* _EXTRACTED ENTRIES_:
———
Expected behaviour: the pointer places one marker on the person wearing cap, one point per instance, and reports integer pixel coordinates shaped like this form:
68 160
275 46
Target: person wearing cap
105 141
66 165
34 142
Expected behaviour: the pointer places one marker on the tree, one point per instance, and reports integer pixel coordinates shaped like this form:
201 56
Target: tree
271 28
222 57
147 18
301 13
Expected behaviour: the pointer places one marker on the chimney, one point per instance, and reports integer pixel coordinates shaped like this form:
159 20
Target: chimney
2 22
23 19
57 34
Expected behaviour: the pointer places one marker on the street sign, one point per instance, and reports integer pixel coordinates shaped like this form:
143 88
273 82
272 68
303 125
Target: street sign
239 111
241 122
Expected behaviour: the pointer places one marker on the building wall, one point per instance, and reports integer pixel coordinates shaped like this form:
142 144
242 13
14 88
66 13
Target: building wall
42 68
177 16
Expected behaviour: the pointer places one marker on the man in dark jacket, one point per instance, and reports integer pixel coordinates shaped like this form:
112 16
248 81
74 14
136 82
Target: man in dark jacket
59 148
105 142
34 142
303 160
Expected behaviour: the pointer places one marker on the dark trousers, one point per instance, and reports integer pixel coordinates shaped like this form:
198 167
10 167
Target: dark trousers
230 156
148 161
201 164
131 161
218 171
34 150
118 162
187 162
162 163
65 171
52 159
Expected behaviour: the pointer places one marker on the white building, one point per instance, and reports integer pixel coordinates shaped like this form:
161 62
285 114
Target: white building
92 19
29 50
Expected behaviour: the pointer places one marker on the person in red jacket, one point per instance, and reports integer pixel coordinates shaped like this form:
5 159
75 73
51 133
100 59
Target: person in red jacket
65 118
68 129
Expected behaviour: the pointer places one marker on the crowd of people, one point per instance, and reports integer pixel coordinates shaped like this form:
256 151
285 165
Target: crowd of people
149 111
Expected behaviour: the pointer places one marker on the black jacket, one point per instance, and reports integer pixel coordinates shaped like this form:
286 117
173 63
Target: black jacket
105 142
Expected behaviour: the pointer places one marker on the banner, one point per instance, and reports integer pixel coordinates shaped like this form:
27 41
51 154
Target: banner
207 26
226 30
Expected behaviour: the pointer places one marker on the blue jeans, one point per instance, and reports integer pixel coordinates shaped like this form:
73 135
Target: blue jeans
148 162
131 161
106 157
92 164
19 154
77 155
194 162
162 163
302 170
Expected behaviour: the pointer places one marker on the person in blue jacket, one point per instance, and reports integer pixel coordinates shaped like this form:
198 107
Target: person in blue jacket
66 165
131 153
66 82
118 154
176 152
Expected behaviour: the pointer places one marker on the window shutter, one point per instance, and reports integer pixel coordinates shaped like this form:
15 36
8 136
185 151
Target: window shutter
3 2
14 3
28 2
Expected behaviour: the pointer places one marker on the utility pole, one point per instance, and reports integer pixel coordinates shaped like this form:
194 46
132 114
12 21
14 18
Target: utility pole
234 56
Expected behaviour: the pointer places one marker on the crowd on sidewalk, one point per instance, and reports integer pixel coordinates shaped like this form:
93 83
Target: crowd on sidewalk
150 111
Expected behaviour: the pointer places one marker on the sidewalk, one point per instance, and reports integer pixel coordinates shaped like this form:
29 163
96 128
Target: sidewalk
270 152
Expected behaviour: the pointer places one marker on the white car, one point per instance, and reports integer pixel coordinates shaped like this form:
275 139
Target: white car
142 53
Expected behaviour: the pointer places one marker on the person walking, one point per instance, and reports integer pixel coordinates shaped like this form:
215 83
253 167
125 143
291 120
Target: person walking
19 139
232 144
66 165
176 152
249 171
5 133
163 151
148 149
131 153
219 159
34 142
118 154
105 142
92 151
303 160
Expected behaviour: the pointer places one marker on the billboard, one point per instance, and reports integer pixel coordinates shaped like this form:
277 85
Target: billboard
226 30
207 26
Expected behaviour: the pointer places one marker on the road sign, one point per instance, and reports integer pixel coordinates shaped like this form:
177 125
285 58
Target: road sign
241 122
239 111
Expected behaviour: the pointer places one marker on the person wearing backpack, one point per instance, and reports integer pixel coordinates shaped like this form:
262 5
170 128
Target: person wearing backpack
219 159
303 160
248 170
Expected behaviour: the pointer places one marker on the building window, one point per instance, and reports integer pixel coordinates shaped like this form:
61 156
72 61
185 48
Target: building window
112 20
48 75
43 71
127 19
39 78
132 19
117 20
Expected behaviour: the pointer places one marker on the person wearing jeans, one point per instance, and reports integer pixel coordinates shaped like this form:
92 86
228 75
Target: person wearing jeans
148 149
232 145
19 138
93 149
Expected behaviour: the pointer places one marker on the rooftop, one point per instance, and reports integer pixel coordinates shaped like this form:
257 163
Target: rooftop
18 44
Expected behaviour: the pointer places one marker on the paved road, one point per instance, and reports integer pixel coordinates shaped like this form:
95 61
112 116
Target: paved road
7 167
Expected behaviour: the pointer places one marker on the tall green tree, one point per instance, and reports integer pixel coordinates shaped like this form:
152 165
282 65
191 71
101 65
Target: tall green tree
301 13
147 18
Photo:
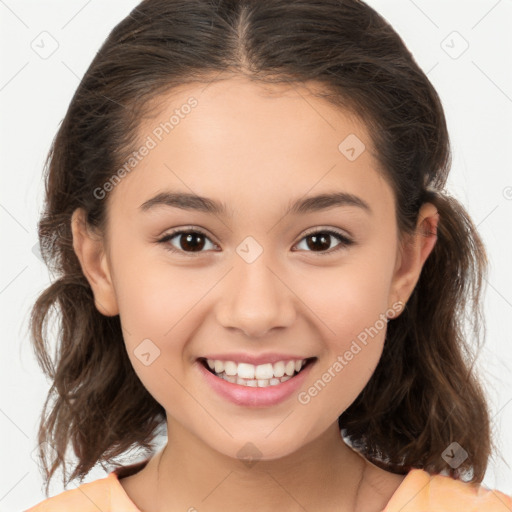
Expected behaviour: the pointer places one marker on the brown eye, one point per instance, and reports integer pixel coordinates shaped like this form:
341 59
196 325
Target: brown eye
190 241
320 241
———
* _EXERCISE PROMPT_:
Rewrite every line of the records above as a Markdown table with the columns Row and Line, numbering each line and leaving out blank lines and pictures.

* _CORRECT RESULT_:
| Row | Line |
|---|---|
| 1 | Expected behaviour: the pointer places one marker on the person wearing cap, one point per instance, and reports integer pixel coordinates shaped like this form: |
| 2 | 68 160 |
| 3 | 275 46 |
| 4 | Target: person wearing cap |
| 5 | 105 141 |
| 6 | 66 165 |
| 7 | 34 142 |
| 8 | Expected behaviour: the pointer places one marker on the tree, one point per instance, and reports integer pixel coordinates shaped like this form: |
| 9 | 201 56 |
| 10 | Target: tree |
| 11 | 271 28 |
| 12 | 222 57 |
| 13 | 147 18 |
| 14 | 301 13 |
| 15 | Expected behaviour: the pointer places one marker on the chimney, one point per instance, and reports integer pixel coordinates shaped like this form: |
| 16 | 159 20 |
| 17 | Target: chimney |
| 18 | 2 22 |
| 19 | 23 19 |
| 20 | 57 34 |
| 21 | Expected behaviour: the pointer places one marker on the street sign, one point per instance, and reports integer pixel coordinates shaped like this form: |
| 22 | 143 88 |
| 23 | 273 82 |
| 24 | 272 68 |
| 25 | 303 125 |
| 26 | Target: street sign |
| 27 | 239 111 |
| 28 | 241 122 |
| 29 | Expected behaviour: the pointer places one marker on the building wall, one point per instance, and reports integer pixel coordinates shaped like this form: |
| 30 | 142 144 |
| 31 | 242 13 |
| 32 | 14 88 |
| 33 | 66 13 |
| 34 | Target: building wall |
| 35 | 42 68 |
| 36 | 177 16 |
| 37 | Expected behaviour: the pointer places one marker on the man in dark jacket, one point per instance, and reports integer pixel coordinates shaped like this form: |
| 38 | 112 16 |
| 39 | 248 81 |
| 40 | 74 14 |
| 41 | 136 82 |
| 42 | Target: man in dark jacket |
| 43 | 59 148 |
| 44 | 105 142 |
| 45 | 34 142 |
| 46 | 303 160 |
| 47 | Expected behaviour: the pointer places one marker on the dark trousers, one point per instance, and reports integer pixel coordinates shaped like this form: |
| 48 | 198 167 |
| 49 | 10 167 |
| 50 | Target: dark trousers |
| 51 | 230 156 |
| 52 | 148 161 |
| 53 | 201 164 |
| 54 | 131 161 |
| 55 | 218 171 |
| 56 | 34 150 |
| 57 | 118 162 |
| 58 | 187 162 |
| 59 | 162 163 |
| 60 | 65 171 |
| 61 | 52 159 |
| 62 | Expected behaviour: the pointer places one marker on the white building, one point per instance, and reports integer pixel coordinates shaped like this form: |
| 63 | 161 62 |
| 64 | 285 114 |
| 65 | Target: white building |
| 66 | 92 19 |
| 67 | 29 50 |
| 68 | Expected behaviour: the pointer places one marker on the person in red jacket, one point per instance, and reports integer pixel coordinates shaped like this form: |
| 69 | 5 159 |
| 70 | 75 73 |
| 71 | 51 133 |
| 72 | 100 59 |
| 73 | Target: person in red jacket |
| 74 | 65 118 |
| 75 | 68 129 |
| 76 | Expected behaviour: the pointer places one marker on the crowd of people, one point per instance, and reports integer pixel coordinates shaped like this form: |
| 77 | 256 151 |
| 78 | 285 165 |
| 79 | Target: crowd of people |
| 80 | 149 111 |
| 81 | Expected behaviour: the pointer places one marker on the black jacket, one point per instance, and reports integer pixel coordinates shaped like this form: |
| 82 | 286 117 |
| 83 | 173 63 |
| 84 | Target: black jacket |
| 85 | 105 142 |
| 86 | Expected behaviour: the pointer places one marker on the banner, one point per instance, and reports integer pixel coordinates shaped like this form: |
| 87 | 27 41 |
| 88 | 51 154 |
| 89 | Target: banner |
| 90 | 207 26 |
| 91 | 226 30 |
| 92 | Expected behaviour: the pointer places one marker on the blue jeans, one point per instance, and reports integer pixel coordinates shaped like this form: |
| 93 | 73 135 |
| 94 | Target: blue jeans |
| 95 | 148 162 |
| 96 | 131 161 |
| 97 | 106 157 |
| 98 | 92 164 |
| 99 | 19 154 |
| 100 | 77 155 |
| 101 | 194 162 |
| 102 | 162 163 |
| 103 | 302 170 |
| 104 | Expected behaviour: the pointer places one marker on the person in blue jacket, one point per instance, and reports integer pixel coordinates shaped like this form: |
| 105 | 198 107 |
| 106 | Target: person in blue jacket |
| 107 | 66 165 |
| 108 | 131 153 |
| 109 | 66 82 |
| 110 | 118 154 |
| 111 | 176 152 |
| 112 | Expected behaviour: the pointer places one marker on the window shutter, one point per instance, and reports integer pixel coordinates shaped like this form: |
| 113 | 15 36 |
| 114 | 8 136 |
| 115 | 185 151 |
| 116 | Target: window shutter |
| 117 | 3 2 |
| 118 | 14 3 |
| 119 | 28 2 |
| 120 | Expected behaviour: the pointer places one marker on the utility pole, one point per instance, and reports integer pixel coordinates shaped like this form: |
| 121 | 194 46 |
| 122 | 132 114 |
| 123 | 12 21 |
| 124 | 14 18 |
| 125 | Target: utility pole |
| 126 | 234 56 |
| 127 | Expected behaviour: the pointer places one marker on the crowd on sidewalk, one point per instance, and reports integer pixel coordinates shaped like this form: |
| 128 | 93 83 |
| 129 | Target: crowd on sidewalk |
| 130 | 150 111 |
| 131 | Expected behaviour: the pointer places one marker on the sidewalk, one point per instance, and reports integer pixel coordinates shaped like this form: |
| 132 | 29 163 |
| 133 | 96 128 |
| 134 | Target: sidewalk |
| 135 | 270 152 |
| 136 | Expected behaviour: the pointer places one marker on the white car, one point per instance, and reports integer pixel coordinates shaped like this form: |
| 137 | 275 139 |
| 138 | Target: white car |
| 139 | 142 53 |
| 140 | Expected behaviour: the pointer places one marker on the person walking, one point per instance, and reports integer pixel coordinates shaped like this form: |
| 141 | 215 83 |
| 142 | 253 167 |
| 143 | 125 143 |
| 144 | 291 120 |
| 145 | Target: person walking |
| 146 | 19 139 |
| 147 | 232 144 |
| 148 | 66 165 |
| 149 | 176 152 |
| 150 | 249 171 |
| 151 | 5 133 |
| 152 | 163 151 |
| 153 | 148 149 |
| 154 | 131 153 |
| 155 | 219 159 |
| 156 | 34 142 |
| 157 | 118 154 |
| 158 | 105 142 |
| 159 | 92 151 |
| 160 | 303 160 |
| 161 | Expected behaviour: the pointer places one marker on the billboard, one point per instance, and reports integer pixel coordinates shaped like this form: |
| 162 | 277 85 |
| 163 | Target: billboard |
| 164 | 226 30 |
| 165 | 207 26 |
| 166 | Expected behaviour: the pointer places one marker on the road sign, one point per instance, and reports integer pixel coordinates shaped like this form: |
| 167 | 177 125 |
| 168 | 285 58 |
| 169 | Target: road sign |
| 170 | 241 122 |
| 171 | 239 111 |
| 172 | Expected behaviour: the pointer places one marker on the person wearing backpack, one point per instance, and reports integer pixel coordinates shaped like this form: |
| 173 | 262 5 |
| 174 | 170 128 |
| 175 | Target: person wearing backpack |
| 176 | 219 159 |
| 177 | 303 160 |
| 178 | 248 170 |
| 179 | Expected behaviour: the pointer places one marker on the building window, one point per instance, and reports integer pixel coordinates shaped like this form: |
| 180 | 61 156 |
| 181 | 72 61 |
| 182 | 185 48 |
| 183 | Target: building window |
| 184 | 112 20 |
| 185 | 48 75 |
| 186 | 43 71 |
| 187 | 127 19 |
| 188 | 39 78 |
| 189 | 132 19 |
| 190 | 117 20 |
| 191 | Expected behaviour: the pointer places one marker on the person wearing jeans, one point per instance, and reports integer pixel coordinates shaped like this form: |
| 192 | 92 86 |
| 193 | 228 75 |
| 194 | Target: person wearing jeans |
| 195 | 148 149 |
| 196 | 232 145 |
| 197 | 19 138 |
| 198 | 93 149 |
| 199 | Expected behaviour: the pointer places one marker on the rooftop, one point per instance, and reports integer pixel coordinates shaped like this form: |
| 200 | 257 163 |
| 201 | Target: rooftop |
| 202 | 18 44 |
| 203 | Expected behaviour: the pointer places one marker on the paved road, one point per instance, and reports integer pixel coordinates shaped like this form: |
| 204 | 95 61 |
| 205 | 112 116 |
| 206 | Target: paved road |
| 207 | 7 167 |
| 208 | Expected behaviour: the pointer places one marker on the tall green tree, one point per instance, and reports integer pixel coordinates shaped like this form: |
| 209 | 152 165 |
| 210 | 282 65 |
| 211 | 191 71 |
| 212 | 101 65 |
| 213 | Target: tall green tree |
| 214 | 301 13 |
| 215 | 147 18 |
| 216 | Photo: |
| 217 | Expected behaviour: the pointer places one marker on the brown eye, one point per instance, and reports integer pixel coordinates shaped like this form: |
| 218 | 341 59 |
| 219 | 196 325 |
| 220 | Target: brown eye |
| 221 | 190 241 |
| 222 | 320 241 |